(Records from a data source)
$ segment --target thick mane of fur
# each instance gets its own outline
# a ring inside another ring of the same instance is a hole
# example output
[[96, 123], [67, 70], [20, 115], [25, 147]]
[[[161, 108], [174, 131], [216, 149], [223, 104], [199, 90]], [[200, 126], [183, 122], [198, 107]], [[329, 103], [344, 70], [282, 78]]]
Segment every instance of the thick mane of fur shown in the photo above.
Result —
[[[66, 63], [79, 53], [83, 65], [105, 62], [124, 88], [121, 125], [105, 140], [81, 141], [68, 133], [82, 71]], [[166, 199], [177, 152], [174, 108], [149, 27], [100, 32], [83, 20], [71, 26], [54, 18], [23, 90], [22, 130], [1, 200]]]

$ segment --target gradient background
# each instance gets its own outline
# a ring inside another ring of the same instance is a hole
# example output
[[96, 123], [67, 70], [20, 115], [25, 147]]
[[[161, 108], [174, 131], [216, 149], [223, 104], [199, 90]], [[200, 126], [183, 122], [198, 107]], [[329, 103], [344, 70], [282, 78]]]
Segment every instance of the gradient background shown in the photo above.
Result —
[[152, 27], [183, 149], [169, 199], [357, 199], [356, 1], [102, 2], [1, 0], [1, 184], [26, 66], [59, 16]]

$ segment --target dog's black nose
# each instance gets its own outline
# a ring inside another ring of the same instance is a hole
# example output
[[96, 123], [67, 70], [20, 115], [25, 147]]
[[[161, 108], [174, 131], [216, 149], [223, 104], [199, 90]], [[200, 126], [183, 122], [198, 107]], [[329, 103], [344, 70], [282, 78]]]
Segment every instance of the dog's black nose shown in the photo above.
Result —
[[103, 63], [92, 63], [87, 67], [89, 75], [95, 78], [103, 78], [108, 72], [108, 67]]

# WHAT IS REQUIRED
The records above are to be printed in full, exactly as they appear.

# REPLY TO THE EXERCISE
$ segment --target thick mane of fur
# each instance gets its own outline
# a ring inside another ring of the same instance is a hole
# example output
[[96, 123], [67, 70], [20, 115], [25, 147]]
[[[161, 108], [174, 131], [216, 149], [223, 104], [199, 90]], [[200, 126], [183, 122], [198, 107]], [[329, 103], [344, 70], [282, 78]]]
Segment every instance of the thick mane of fur shown in the photo above.
Result —
[[[66, 63], [79, 53], [83, 65], [105, 62], [124, 88], [121, 125], [105, 140], [81, 141], [68, 133], [82, 71]], [[166, 199], [177, 152], [174, 108], [149, 27], [100, 32], [83, 20], [71, 26], [54, 18], [23, 90], [22, 130], [1, 200]]]

$ segment --target gradient background
# each instance gets its own outline
# a ring inside another ring of the same instance is a hole
# example output
[[96, 123], [67, 70], [20, 115], [25, 147]]
[[[161, 108], [174, 131], [216, 149], [223, 104], [199, 90]], [[200, 126], [183, 122], [198, 107]], [[329, 103], [344, 70], [282, 78]]]
Segment every instance of the gradient background shown in the photo above.
Result —
[[152, 27], [183, 149], [169, 199], [357, 199], [356, 1], [102, 2], [1, 0], [1, 184], [26, 66], [59, 16]]

$ segment --target dog's black nose
# each instance gets its own outline
# a ring inside another ring of the same instance is a hole
# example output
[[96, 123], [67, 70], [20, 115], [25, 147]]
[[[161, 108], [174, 131], [216, 149], [223, 104], [199, 90]], [[200, 126], [183, 122], [198, 107]], [[329, 103], [344, 70], [282, 78]]]
Segment every instance of the dog's black nose shown in the photo above.
Result —
[[103, 63], [92, 63], [87, 67], [89, 75], [95, 78], [103, 78], [108, 72], [108, 67]]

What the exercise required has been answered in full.